> **Given exercise**:
Please copy the listing below word for word, starting at its first line and ending at the line that contains "<point>274,264</point>", with that line included.

-- Records provided start --

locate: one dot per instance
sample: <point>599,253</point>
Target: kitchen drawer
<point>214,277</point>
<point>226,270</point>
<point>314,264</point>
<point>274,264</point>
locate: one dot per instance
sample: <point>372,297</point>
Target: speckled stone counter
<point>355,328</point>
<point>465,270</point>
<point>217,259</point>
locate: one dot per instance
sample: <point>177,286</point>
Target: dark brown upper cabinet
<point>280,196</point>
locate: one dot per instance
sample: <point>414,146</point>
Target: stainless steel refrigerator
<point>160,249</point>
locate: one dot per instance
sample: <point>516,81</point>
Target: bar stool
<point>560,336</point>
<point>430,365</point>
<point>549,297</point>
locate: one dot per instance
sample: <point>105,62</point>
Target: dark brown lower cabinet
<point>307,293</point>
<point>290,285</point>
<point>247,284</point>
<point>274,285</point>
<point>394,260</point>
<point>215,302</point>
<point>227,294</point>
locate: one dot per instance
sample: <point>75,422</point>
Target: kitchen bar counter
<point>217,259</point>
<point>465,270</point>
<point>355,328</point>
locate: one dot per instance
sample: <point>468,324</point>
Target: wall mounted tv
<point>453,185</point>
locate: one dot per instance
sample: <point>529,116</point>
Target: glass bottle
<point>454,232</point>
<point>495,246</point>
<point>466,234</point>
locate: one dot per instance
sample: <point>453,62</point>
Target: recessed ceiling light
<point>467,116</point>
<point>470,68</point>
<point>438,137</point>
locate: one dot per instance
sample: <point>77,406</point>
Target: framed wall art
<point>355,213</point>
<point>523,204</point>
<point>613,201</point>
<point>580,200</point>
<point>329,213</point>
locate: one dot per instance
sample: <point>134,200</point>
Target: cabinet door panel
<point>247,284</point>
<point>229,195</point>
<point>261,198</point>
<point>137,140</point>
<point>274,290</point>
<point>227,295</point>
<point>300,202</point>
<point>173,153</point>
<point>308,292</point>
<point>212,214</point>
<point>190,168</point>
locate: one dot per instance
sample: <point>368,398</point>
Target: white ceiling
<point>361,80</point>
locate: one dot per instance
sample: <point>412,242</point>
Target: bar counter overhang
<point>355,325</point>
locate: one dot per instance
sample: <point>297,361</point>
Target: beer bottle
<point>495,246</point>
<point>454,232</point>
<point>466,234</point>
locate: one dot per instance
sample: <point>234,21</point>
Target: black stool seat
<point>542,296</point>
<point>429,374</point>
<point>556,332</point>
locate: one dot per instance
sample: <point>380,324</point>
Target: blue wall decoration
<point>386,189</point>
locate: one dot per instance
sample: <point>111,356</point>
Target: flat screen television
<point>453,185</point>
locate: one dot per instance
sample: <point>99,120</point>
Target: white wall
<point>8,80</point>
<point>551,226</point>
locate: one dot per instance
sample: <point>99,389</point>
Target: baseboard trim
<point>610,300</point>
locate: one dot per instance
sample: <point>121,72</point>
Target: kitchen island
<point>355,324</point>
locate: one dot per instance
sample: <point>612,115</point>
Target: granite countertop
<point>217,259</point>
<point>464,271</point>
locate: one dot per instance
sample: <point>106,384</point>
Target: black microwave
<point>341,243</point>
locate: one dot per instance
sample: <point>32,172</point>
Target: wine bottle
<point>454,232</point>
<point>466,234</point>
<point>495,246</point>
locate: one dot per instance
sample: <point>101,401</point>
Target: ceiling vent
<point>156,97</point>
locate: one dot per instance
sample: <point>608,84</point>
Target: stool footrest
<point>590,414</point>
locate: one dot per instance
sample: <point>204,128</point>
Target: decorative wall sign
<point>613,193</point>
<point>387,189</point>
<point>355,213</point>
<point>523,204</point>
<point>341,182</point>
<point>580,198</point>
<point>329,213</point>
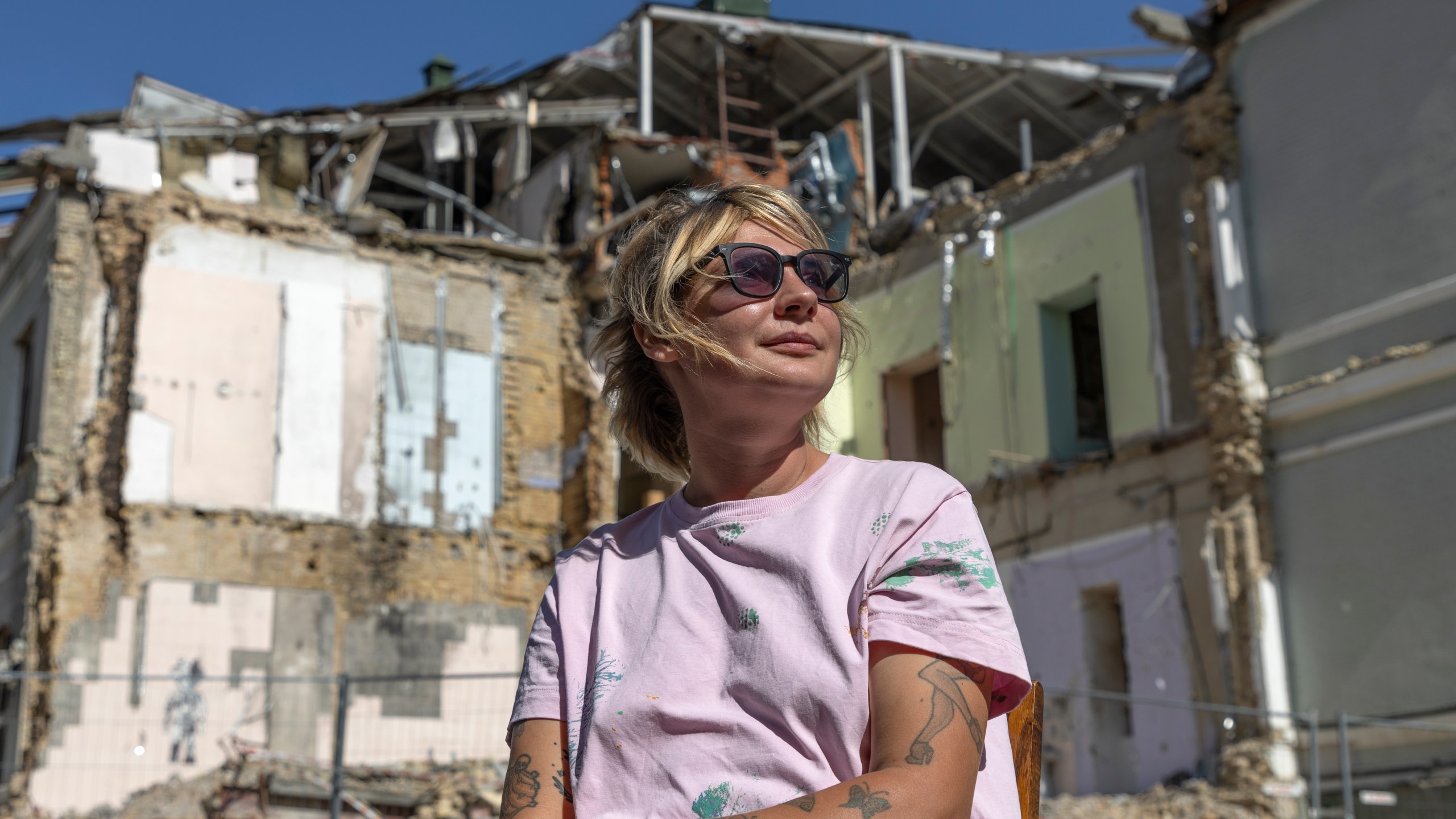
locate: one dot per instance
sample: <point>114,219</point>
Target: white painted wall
<point>259,362</point>
<point>311,407</point>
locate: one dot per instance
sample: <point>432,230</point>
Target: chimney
<point>744,8</point>
<point>440,72</point>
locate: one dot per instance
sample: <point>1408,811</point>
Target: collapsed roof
<point>666,79</point>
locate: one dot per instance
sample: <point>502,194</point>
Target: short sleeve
<point>937,589</point>
<point>537,694</point>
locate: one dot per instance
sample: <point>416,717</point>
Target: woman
<point>794,633</point>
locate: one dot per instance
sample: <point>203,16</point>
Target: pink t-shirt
<point>711,660</point>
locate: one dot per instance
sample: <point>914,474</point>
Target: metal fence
<point>114,735</point>
<point>1405,773</point>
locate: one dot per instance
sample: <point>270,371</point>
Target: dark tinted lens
<point>755,270</point>
<point>826,276</point>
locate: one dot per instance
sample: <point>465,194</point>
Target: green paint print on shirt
<point>605,677</point>
<point>749,620</point>
<point>954,563</point>
<point>723,800</point>
<point>880,524</point>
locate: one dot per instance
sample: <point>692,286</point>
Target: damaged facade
<point>1199,388</point>
<point>324,374</point>
<point>250,433</point>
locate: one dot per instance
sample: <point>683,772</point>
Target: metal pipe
<point>947,295</point>
<point>441,295</point>
<point>900,148</point>
<point>1025,144</point>
<point>1347,791</point>
<point>867,144</point>
<point>1314,764</point>
<point>646,75</point>
<point>394,337</point>
<point>340,722</point>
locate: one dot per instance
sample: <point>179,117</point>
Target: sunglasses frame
<point>729,248</point>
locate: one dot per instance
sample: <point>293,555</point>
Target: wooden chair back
<point>1025,750</point>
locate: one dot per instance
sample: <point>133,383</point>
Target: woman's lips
<point>792,343</point>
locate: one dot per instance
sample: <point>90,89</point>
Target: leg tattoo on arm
<point>868,802</point>
<point>562,786</point>
<point>522,786</point>
<point>947,701</point>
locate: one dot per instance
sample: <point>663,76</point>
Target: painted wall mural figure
<point>185,712</point>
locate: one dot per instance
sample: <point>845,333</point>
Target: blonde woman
<point>794,633</point>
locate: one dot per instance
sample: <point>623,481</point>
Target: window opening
<point>915,424</point>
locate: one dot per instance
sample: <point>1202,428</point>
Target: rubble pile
<point>1236,795</point>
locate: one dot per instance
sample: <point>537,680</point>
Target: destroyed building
<point>306,392</point>
<point>1199,388</point>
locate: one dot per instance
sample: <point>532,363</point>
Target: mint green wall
<point>994,392</point>
<point>905,324</point>
<point>1097,235</point>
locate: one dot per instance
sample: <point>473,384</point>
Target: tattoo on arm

-- Records provided end --

> **Task output**:
locate: one dot per instance
sample: <point>599,253</point>
Target: kitchen drawer
<point>214,277</point>
<point>226,270</point>
<point>314,264</point>
<point>274,264</point>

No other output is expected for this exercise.